═══ Page extract ═══

Spatial analysis: A set of techniques, some applied from statistics, which analyse the topological, geometric or geographic properties encoded in a data set. Often the data for special analysis come from geographic information systems (GIS) that capture data including location information (e.g. addresses or latitude/longitude coordinates). Examples of applications include the incorporation of spatial data into special regressions (e.g. how is consumer willingness to purchase a product correlated with location?) or simulations (e.g. how would a manufacturing supply chain network perform with sites in different locations?). An example of an application is A/B testing to determine what types of marketing material will most increase revenues.
Supervised learning: The set of machine learning techniques that infer a function or relationship from a set of training data. Examples include classification and support vector machines. This is different from unsupervised learning.
Simulation: Modeling the behaviour of complex systems, often used for forecasting, predicting and scenario planning. Monte Carlo simulations, for example, are a class of algorithms that rely on repeated random sampling (i.e. running thousands of simulations, each based on different assumptions. The result is a histogram that gives a probability distribution of outcomes. One application is assessing the likelihood of meeting financial targets given uncertainties about the success of various initiatives.
Time series analysis: Set of techniques from both statistics and signal processing for analysing sequences of data points, representing values at successive times, to extract meaningful characteristics from the data. Examples of time series analysis include the hourly value of a stock market index or the number of patients diagnosed with a given condition every day. Time series forecasting is the use of a model to predict future values of a time series based on known past values of the same or other series. Some of these techniques, e.g. structural modelling, decompose a series into trend, seasonal, and residual components, which can be useful for identifying cyclical patterns in the data. Examples of applications include forecasting sales figures, or predicting the number of people who will be diagnosed with an infectious disease.
Unsupervised learning: A set of machine learning techniques that finds hidden structure in unlabelled data. Clustered analysis is an example of unsupervised learning (in contrast to supervised learning)
Visualization: Techniques used for creating images, diagrams, or animations to communicate, understand and improve the results of big data analyses.
BIG DATA VISUALIZATION
Clustergram: A clustergram is a visualization technique used for cluster analysis displaying how individual members of a dataset are assigned to clusters as the number of clusters increases. The choice of the number of clusters is an important parameter in cluster analysis. This technique enables the analyst to reach a better understanding of how the results of clustering vary with different numbers of clusters.
History flow: A visualization technique that charts the evolution of a document as it is edited by multiple contributing authors.
Spatial information flow. A visualization technique is one that depicts spatial information flows.
Tag Cloud: A weighed visual list, in which words that appear most frequently are larger and words that appear less frequently smaller. This type of visualization helps the reader to quickly perceive the most salient concepts in a large body of text.

═══ Extracted entries ═══

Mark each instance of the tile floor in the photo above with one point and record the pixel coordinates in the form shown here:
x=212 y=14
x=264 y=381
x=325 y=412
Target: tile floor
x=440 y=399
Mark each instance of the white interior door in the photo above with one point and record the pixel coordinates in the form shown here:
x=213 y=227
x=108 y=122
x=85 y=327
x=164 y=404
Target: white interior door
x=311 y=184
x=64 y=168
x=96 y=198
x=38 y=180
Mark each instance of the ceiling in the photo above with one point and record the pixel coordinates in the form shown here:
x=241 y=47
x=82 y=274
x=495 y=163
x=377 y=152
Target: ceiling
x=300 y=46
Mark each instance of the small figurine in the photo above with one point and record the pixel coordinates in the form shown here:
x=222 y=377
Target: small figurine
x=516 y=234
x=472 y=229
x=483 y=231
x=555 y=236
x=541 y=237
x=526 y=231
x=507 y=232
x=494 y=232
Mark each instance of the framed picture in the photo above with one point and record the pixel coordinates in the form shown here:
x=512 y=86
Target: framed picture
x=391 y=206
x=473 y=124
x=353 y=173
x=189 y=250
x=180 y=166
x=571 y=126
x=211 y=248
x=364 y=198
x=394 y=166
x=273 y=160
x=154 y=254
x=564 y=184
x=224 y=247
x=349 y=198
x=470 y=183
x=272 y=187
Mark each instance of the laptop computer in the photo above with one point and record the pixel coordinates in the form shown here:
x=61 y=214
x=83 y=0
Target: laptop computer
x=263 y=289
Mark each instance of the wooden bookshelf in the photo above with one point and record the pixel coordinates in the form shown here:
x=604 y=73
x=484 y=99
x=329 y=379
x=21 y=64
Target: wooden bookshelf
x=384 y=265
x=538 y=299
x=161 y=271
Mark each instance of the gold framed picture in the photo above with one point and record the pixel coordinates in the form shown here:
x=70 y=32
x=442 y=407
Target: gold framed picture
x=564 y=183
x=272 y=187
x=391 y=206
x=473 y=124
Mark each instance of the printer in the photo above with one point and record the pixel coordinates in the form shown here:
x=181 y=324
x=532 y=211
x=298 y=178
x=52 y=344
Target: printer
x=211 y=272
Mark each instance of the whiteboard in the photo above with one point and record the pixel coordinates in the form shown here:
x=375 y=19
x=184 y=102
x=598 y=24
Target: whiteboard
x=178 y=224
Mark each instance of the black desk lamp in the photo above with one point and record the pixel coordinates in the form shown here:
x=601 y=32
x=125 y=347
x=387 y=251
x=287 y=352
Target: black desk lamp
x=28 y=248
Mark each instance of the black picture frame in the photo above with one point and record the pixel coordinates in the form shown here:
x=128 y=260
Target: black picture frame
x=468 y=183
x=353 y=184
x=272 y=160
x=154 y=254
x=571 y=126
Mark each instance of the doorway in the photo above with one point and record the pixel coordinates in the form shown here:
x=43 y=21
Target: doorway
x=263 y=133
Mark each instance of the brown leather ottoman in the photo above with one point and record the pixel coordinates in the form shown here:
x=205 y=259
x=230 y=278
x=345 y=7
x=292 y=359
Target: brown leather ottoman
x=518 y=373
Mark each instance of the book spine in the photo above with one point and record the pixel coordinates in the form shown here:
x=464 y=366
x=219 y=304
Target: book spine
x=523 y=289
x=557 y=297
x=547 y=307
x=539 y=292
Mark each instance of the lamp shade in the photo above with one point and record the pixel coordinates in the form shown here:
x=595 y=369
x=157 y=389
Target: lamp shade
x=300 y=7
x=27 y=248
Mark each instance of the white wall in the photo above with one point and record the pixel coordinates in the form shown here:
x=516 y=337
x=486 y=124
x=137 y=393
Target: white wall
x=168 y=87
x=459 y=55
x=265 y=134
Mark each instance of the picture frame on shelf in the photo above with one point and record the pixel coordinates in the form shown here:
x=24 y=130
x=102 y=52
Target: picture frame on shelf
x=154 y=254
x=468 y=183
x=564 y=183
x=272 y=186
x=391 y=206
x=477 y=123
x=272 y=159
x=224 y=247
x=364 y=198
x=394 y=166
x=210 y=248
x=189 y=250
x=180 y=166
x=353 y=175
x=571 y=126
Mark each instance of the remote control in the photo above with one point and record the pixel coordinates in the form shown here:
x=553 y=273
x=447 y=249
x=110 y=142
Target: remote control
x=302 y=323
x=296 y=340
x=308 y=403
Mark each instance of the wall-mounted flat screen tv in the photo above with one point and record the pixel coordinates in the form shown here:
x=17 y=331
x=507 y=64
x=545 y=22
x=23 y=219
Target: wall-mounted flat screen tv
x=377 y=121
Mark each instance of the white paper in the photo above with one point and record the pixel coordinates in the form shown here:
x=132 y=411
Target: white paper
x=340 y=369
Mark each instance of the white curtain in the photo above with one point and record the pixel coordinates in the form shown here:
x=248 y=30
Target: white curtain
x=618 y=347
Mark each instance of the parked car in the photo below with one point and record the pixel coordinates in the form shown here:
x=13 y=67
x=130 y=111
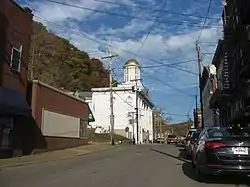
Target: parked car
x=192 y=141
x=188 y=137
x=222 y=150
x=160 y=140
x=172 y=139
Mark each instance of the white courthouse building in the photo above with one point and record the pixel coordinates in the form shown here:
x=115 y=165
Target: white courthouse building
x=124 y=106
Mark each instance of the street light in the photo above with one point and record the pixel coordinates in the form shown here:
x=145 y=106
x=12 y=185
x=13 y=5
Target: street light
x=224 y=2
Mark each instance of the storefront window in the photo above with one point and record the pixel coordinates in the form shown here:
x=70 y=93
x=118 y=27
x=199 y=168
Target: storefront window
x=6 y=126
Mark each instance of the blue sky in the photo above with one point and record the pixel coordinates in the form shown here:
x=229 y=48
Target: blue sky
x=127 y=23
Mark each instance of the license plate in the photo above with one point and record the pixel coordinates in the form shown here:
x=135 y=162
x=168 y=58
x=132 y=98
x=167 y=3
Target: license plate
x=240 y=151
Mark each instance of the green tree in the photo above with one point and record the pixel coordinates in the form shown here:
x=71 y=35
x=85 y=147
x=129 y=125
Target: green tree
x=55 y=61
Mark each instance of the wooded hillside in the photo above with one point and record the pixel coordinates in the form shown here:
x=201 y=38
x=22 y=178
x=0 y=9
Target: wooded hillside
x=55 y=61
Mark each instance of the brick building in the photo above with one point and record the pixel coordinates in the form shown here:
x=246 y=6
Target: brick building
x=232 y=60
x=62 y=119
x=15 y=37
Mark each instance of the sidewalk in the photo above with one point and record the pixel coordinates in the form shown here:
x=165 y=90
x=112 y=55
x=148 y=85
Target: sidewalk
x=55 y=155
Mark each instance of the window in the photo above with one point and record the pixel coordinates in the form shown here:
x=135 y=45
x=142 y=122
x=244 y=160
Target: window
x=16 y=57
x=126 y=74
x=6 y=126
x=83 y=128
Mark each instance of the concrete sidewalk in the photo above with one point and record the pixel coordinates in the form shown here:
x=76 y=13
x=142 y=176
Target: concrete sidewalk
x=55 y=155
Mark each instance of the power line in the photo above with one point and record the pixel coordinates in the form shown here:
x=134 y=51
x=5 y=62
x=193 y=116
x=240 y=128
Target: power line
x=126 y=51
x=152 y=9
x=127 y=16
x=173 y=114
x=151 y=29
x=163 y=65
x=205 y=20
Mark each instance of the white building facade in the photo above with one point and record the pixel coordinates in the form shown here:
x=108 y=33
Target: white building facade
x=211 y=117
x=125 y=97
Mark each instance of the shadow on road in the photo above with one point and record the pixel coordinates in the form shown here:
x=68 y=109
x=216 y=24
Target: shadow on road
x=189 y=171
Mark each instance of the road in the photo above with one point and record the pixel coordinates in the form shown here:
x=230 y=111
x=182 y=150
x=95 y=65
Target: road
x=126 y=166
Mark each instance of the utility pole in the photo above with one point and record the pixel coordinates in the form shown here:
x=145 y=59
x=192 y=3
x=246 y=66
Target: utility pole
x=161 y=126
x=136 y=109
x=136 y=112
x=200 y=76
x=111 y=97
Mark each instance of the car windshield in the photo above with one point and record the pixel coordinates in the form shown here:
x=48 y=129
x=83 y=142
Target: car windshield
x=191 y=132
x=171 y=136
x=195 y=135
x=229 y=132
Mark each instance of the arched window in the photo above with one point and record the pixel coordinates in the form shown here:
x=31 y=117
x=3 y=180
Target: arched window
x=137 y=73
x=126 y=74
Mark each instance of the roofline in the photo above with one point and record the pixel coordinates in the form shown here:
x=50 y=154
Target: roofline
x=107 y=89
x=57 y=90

═══

_Exercise directions_
Please state what, according to the glossary, a clustergram displays. The lines have no connection to the glossary.

_Answer to the exercise_
It displays how individual members of a dataset are assigned to clusters as the number of clusters increases.